YOUR ASSIGNMENT -
Find every line of the records that has "edge" and return it.

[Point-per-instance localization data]
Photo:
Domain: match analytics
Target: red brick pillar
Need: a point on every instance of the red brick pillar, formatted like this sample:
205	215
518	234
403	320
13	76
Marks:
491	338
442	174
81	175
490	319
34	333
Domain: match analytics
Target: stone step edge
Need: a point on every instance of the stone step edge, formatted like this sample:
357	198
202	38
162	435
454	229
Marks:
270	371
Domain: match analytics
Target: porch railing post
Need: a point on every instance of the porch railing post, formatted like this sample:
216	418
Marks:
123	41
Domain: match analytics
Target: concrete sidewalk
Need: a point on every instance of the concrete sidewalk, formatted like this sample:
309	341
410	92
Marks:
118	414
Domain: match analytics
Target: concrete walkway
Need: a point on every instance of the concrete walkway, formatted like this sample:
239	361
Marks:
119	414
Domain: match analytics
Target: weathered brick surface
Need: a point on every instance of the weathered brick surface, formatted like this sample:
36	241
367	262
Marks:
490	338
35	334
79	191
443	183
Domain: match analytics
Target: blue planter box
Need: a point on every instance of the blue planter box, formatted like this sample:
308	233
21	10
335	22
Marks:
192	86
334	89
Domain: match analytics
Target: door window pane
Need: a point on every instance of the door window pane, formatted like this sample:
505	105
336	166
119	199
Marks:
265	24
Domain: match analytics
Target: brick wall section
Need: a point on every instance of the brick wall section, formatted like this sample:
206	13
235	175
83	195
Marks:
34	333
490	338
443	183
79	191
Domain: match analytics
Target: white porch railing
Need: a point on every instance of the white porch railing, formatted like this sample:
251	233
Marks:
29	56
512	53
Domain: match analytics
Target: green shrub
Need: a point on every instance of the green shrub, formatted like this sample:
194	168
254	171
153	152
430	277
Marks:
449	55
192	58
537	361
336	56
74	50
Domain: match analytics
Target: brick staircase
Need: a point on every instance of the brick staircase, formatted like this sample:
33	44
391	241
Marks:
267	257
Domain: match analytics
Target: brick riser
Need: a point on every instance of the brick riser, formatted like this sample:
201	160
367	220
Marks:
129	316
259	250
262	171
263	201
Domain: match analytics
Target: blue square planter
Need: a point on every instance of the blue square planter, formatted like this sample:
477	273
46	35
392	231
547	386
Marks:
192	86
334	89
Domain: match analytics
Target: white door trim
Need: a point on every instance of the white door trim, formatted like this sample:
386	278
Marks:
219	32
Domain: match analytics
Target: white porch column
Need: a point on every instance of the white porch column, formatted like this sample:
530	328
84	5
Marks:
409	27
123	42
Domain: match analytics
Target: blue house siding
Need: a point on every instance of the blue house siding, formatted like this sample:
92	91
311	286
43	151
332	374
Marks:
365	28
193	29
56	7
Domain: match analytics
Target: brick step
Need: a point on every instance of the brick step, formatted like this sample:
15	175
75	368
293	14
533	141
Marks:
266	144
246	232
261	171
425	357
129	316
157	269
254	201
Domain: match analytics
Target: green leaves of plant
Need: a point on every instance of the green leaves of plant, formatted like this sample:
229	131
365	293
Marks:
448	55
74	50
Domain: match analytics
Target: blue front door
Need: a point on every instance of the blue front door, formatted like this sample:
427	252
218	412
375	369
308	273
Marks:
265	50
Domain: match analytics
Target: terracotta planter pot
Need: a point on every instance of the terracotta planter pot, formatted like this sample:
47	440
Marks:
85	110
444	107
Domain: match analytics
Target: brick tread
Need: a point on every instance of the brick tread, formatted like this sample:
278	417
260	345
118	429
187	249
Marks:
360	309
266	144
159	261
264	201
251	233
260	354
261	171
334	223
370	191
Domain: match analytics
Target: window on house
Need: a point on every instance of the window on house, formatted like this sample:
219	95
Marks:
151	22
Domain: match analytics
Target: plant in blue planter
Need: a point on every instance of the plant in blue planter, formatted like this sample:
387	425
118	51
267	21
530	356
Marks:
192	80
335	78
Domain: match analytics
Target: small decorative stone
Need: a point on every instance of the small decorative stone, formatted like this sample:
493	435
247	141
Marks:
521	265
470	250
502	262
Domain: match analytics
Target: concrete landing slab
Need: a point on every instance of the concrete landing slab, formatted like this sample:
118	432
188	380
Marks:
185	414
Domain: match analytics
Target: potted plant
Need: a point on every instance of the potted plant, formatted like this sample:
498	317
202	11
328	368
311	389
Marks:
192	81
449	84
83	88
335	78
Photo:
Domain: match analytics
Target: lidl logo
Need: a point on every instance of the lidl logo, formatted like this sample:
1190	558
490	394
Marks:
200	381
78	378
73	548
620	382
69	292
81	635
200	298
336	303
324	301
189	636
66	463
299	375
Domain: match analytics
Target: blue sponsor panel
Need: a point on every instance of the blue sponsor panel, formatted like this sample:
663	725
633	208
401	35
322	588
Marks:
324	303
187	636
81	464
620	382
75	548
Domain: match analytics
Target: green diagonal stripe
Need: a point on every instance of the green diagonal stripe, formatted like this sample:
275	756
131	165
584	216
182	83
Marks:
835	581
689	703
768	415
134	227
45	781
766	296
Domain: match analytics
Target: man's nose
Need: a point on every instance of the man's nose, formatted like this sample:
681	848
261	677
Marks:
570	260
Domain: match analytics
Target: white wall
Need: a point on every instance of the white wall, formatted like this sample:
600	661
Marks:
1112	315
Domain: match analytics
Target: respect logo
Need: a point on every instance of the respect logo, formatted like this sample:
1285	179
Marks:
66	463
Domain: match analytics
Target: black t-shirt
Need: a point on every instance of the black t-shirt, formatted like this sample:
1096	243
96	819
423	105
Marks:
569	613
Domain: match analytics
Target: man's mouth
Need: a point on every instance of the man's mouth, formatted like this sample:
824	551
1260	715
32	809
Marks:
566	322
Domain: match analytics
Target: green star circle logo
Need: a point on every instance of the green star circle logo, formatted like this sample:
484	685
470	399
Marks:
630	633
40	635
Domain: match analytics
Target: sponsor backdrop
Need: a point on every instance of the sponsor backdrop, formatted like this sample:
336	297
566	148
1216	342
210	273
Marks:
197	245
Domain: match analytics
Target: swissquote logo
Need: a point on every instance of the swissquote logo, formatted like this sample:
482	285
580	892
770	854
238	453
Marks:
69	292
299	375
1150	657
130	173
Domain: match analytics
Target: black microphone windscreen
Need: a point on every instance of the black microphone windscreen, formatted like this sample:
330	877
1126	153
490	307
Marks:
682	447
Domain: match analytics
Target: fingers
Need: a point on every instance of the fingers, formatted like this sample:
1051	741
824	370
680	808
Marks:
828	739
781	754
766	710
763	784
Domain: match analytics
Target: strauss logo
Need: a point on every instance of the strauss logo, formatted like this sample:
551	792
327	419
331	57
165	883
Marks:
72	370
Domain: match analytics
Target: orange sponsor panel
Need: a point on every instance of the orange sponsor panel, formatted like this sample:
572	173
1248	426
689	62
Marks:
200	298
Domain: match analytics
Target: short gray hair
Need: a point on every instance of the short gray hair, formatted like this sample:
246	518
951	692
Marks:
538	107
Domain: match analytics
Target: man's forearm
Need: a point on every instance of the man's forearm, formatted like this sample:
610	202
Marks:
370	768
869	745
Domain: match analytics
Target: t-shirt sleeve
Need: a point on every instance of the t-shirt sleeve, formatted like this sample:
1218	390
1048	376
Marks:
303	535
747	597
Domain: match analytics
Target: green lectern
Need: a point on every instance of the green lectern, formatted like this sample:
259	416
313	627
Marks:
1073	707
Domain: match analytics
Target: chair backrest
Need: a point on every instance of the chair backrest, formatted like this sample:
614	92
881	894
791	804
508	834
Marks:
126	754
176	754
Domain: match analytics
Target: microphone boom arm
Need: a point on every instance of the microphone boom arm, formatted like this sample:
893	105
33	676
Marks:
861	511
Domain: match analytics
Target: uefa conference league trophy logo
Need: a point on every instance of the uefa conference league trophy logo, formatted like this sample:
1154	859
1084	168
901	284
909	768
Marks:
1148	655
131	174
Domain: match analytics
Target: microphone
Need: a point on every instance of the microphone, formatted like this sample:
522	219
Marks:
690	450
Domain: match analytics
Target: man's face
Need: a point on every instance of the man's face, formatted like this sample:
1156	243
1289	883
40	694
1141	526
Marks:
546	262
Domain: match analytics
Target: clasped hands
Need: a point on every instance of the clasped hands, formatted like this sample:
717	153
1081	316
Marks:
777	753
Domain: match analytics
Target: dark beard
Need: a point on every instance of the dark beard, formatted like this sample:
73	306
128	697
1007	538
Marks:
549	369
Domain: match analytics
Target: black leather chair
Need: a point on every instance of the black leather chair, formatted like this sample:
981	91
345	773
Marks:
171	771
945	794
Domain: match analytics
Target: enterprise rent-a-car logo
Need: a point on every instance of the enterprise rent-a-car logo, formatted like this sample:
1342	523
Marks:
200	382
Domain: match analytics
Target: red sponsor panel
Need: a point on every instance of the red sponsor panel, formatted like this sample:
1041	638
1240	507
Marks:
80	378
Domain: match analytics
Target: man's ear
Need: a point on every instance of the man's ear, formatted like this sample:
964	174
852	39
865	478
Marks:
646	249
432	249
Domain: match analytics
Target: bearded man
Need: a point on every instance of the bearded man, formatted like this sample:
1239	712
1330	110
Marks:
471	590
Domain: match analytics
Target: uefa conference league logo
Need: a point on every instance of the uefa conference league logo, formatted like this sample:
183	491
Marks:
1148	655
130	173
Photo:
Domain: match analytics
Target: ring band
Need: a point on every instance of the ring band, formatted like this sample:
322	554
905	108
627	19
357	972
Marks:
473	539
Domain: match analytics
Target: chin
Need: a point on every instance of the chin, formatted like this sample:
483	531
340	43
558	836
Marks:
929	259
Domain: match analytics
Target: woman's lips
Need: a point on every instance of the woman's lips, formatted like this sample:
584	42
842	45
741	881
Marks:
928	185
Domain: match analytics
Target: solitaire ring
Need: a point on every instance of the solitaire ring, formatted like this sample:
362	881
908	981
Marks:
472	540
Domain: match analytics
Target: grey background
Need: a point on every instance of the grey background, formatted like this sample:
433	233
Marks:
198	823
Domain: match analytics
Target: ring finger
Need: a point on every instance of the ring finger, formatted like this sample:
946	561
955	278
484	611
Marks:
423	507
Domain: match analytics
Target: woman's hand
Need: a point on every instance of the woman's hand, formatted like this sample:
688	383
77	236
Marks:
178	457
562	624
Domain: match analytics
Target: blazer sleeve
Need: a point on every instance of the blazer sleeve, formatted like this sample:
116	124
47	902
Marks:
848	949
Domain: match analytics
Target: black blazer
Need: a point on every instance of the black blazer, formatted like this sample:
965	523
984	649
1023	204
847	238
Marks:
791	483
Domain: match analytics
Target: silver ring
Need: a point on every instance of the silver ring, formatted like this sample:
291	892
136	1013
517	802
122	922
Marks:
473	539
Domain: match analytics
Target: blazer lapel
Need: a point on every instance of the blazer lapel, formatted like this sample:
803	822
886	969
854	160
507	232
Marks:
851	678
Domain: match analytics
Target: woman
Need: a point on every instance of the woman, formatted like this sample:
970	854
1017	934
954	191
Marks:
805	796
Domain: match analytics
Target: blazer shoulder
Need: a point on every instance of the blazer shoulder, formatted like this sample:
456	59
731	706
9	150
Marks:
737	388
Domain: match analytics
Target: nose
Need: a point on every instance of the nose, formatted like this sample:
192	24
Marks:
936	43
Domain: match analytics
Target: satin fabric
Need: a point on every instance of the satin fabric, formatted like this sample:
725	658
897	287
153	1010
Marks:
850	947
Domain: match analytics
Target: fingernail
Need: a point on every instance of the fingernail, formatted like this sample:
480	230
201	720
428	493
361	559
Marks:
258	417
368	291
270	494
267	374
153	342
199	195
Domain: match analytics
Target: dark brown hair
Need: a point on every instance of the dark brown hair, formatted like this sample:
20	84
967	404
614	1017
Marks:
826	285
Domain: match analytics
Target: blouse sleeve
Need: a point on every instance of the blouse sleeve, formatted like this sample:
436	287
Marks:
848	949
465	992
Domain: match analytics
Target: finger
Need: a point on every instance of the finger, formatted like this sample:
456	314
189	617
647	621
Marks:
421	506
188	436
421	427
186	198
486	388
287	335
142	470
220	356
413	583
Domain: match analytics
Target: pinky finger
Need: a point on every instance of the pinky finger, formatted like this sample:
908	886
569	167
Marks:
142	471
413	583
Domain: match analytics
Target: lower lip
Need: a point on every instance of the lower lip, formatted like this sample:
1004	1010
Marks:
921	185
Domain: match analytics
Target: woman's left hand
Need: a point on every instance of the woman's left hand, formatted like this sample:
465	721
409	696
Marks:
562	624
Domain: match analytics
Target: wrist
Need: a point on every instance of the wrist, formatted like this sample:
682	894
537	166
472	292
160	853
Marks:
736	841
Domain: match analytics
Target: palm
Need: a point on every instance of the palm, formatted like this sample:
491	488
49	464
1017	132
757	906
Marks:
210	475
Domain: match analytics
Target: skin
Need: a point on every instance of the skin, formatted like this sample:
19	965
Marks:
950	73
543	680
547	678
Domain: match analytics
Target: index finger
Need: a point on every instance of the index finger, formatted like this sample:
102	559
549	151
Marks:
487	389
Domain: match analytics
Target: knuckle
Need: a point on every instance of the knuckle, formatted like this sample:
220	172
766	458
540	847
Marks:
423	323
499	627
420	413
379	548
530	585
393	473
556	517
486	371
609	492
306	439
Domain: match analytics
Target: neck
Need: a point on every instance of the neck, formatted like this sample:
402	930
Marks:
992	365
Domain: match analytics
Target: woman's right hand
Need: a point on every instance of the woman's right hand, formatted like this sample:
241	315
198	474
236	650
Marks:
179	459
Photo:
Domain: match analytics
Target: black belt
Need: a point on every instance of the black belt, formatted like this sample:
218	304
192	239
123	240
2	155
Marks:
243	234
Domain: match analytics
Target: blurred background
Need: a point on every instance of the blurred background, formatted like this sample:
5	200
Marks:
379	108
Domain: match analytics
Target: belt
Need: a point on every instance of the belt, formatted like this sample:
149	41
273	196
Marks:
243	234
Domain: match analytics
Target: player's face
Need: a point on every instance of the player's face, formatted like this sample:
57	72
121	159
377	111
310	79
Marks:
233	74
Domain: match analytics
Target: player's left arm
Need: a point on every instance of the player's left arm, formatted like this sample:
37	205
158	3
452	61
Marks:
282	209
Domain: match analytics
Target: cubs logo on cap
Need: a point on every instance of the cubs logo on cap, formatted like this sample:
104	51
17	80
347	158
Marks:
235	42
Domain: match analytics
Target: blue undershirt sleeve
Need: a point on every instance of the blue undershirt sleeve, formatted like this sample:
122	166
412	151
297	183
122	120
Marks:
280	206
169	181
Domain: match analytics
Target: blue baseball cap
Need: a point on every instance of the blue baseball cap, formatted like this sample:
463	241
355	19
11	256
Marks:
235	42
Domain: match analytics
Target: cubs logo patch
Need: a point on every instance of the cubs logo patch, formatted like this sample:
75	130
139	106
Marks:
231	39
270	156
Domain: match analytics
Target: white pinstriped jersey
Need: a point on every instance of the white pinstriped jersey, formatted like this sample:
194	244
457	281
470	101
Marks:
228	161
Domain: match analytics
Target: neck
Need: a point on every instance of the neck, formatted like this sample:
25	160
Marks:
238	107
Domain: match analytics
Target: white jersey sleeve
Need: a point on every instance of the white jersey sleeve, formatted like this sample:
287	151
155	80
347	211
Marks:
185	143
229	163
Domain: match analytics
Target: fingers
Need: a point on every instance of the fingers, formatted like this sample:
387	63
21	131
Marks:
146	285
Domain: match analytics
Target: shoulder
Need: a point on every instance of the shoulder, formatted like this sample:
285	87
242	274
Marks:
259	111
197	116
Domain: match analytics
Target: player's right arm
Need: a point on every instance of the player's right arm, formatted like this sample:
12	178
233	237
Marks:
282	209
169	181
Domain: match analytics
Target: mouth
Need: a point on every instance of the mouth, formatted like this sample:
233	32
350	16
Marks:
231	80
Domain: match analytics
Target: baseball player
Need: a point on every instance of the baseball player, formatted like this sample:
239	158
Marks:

RESPONSE AREA -
Target: stone step edge
Need: a point on every instance of the stone step edge, formatted like this sample:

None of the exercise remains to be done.